ABOUT THIS TASK:
Reproduce the line containing "search: fish body" in the listing below, then every later line up to the end, precisely as written.

SOURCE DATA:
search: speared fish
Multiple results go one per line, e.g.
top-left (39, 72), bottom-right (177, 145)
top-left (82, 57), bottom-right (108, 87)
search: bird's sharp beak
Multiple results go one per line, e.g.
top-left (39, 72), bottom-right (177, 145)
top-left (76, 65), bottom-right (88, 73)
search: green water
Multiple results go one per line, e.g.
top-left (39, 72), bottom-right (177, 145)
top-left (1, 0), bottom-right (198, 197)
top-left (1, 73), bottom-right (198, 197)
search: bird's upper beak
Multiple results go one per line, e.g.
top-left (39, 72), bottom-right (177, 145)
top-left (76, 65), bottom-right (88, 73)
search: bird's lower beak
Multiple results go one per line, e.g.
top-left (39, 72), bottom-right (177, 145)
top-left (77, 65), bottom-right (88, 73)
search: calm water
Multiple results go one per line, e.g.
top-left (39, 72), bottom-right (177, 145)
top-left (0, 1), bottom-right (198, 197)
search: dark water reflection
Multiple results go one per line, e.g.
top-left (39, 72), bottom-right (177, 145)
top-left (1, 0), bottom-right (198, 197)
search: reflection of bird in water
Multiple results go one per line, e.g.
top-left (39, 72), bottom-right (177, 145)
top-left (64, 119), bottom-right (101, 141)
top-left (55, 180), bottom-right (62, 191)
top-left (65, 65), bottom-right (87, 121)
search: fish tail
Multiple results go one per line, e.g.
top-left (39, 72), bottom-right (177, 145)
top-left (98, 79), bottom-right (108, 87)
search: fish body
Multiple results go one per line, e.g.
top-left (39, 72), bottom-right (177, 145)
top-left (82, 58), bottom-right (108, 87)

OUTPUT BELOW:
search: fish body
Multiple results go one per line, e.g.
top-left (39, 72), bottom-right (177, 145)
top-left (82, 58), bottom-right (108, 87)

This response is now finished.